» What to work on: Arrange the listing as a numbered list with blank lines left out, starting with the line that contains "tag=stacked tire | get_box" and going on through the last line of the listing.

» Data section:
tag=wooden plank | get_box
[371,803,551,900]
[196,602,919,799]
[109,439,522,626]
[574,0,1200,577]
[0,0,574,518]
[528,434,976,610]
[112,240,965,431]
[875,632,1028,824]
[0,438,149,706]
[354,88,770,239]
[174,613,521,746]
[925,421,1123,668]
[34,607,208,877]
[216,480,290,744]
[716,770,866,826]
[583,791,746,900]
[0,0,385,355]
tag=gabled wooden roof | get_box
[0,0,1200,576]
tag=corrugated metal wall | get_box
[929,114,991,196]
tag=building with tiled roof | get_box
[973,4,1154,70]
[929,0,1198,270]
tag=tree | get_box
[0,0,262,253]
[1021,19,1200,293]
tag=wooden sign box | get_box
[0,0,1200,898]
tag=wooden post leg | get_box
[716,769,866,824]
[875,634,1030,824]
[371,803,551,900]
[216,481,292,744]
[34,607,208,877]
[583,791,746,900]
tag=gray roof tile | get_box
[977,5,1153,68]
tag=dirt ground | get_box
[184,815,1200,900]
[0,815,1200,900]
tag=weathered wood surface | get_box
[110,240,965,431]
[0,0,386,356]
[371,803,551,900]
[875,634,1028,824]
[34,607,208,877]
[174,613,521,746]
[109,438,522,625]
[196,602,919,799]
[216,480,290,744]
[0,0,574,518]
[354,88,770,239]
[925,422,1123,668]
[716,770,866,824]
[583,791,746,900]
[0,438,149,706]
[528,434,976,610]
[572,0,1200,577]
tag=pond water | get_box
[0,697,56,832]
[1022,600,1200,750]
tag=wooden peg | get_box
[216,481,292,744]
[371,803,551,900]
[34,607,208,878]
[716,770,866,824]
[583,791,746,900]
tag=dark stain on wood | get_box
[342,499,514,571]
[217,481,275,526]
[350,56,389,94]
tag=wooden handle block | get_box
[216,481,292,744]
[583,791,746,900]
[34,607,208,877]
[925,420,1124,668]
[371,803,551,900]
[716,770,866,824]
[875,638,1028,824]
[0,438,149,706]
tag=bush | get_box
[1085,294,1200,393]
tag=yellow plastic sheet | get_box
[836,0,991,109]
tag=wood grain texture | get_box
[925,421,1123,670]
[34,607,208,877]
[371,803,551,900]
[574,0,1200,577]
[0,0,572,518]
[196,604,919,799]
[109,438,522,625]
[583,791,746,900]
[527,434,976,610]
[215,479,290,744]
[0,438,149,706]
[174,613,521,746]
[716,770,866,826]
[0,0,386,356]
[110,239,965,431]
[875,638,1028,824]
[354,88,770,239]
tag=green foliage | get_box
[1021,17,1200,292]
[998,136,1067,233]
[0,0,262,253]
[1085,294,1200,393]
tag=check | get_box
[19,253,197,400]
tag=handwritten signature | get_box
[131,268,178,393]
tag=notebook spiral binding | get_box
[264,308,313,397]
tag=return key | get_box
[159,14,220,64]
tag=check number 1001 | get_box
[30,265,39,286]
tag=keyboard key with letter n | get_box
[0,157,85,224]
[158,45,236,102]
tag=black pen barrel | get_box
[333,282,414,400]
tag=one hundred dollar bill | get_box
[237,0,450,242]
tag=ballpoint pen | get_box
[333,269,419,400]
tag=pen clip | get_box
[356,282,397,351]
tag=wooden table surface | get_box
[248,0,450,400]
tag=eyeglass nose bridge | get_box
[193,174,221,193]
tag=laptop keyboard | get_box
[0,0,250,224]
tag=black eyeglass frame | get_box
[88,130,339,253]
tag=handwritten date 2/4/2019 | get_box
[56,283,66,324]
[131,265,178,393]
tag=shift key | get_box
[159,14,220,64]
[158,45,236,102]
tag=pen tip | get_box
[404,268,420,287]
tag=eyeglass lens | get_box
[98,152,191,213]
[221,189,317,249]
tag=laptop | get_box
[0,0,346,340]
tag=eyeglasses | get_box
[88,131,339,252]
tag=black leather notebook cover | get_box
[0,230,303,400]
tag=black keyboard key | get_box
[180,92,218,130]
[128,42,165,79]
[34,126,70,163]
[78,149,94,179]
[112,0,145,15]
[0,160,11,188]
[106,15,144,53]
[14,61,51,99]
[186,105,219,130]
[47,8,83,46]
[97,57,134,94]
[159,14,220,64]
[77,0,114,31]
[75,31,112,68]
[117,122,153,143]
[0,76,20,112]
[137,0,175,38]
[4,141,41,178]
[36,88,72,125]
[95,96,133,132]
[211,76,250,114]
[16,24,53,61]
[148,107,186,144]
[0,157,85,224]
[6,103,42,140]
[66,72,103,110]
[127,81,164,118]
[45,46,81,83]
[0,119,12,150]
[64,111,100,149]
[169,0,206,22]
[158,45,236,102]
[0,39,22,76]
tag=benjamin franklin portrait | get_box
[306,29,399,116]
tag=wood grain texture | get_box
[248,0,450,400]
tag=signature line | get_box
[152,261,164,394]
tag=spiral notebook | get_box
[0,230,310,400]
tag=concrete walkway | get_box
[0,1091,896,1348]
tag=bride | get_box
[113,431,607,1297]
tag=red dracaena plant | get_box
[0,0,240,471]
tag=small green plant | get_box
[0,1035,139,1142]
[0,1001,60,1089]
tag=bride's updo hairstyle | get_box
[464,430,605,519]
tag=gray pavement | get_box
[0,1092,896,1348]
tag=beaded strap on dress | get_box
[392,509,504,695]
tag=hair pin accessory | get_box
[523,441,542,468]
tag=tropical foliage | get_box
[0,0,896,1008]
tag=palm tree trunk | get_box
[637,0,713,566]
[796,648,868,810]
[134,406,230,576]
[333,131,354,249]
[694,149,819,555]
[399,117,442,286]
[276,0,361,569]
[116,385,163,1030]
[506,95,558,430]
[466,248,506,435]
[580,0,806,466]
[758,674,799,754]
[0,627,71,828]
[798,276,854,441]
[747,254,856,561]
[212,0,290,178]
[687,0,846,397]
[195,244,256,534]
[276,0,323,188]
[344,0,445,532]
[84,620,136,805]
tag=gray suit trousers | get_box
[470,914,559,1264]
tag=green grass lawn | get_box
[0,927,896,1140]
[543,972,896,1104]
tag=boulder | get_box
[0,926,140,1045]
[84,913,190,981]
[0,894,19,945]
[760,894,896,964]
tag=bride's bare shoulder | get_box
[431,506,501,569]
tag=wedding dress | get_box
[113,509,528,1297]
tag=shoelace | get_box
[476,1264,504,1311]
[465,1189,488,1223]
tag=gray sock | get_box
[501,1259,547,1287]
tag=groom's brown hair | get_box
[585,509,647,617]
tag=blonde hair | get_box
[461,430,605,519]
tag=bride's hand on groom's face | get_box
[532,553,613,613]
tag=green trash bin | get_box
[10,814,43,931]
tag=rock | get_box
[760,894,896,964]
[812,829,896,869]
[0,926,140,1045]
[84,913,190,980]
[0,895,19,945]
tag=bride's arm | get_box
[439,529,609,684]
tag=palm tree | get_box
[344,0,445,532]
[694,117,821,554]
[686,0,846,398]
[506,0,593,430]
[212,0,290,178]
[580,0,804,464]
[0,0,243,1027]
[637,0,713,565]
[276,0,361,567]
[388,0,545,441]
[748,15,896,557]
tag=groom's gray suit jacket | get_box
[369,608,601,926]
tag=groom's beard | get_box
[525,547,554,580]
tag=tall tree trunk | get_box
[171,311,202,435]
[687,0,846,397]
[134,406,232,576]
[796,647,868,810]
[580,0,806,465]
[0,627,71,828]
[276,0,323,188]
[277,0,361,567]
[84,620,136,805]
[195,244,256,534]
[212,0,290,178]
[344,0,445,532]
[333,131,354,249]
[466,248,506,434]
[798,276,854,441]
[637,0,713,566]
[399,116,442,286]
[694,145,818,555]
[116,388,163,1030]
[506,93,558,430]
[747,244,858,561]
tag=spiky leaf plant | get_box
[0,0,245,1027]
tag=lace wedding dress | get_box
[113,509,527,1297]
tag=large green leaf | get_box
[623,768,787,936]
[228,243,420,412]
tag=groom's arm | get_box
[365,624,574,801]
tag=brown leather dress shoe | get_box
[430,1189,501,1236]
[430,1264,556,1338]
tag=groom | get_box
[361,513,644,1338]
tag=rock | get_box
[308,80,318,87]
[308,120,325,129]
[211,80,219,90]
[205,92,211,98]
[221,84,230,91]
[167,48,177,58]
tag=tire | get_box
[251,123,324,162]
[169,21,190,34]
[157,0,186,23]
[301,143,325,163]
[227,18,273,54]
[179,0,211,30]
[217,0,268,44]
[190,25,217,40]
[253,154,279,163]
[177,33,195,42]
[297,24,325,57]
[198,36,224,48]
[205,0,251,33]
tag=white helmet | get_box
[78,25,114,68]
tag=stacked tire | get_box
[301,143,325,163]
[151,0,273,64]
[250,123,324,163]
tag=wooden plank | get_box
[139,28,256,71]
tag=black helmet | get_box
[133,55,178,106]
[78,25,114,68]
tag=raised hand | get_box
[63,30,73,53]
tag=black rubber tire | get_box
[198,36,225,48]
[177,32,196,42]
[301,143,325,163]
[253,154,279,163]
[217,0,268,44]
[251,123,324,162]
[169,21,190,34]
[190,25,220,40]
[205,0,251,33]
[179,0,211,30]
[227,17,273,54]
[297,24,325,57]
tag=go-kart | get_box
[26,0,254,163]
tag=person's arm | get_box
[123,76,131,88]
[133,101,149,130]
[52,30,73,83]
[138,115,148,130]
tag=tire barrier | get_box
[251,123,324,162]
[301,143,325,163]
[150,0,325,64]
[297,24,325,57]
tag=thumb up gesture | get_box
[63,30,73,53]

» Full output:
1. tag=stacked tire | get_box
2. [301,143,325,163]
3. [151,0,273,64]
4. [250,123,324,163]
5. tag=wooden plank | get_box
6. [139,28,256,71]
7. tag=black helmet | get_box
8. [133,55,178,106]
9. [78,25,114,68]
10. tag=raised hand | get_box
11. [63,30,73,53]
12. tag=black rubber tire | get_box
13. [198,36,225,48]
14. [177,32,196,42]
15. [301,143,325,163]
16. [253,154,279,163]
17. [217,0,268,44]
18. [251,123,324,162]
19. [169,21,190,34]
20. [190,25,220,40]
21. [205,0,251,33]
22. [179,0,211,30]
23. [227,17,273,54]
24. [297,24,325,57]
25. tag=go-kart | get_box
26. [26,0,254,163]
27. tag=person's arm | get_box
28. [123,76,131,88]
29. [133,101,149,130]
30. [52,30,73,83]
31. [138,115,148,130]
32. tag=tire barrier | get_box
33. [251,123,324,162]
34. [301,143,325,163]
35. [150,0,325,64]
36. [297,24,325,57]
37. tag=thumb up gesture | get_box
38. [63,30,73,53]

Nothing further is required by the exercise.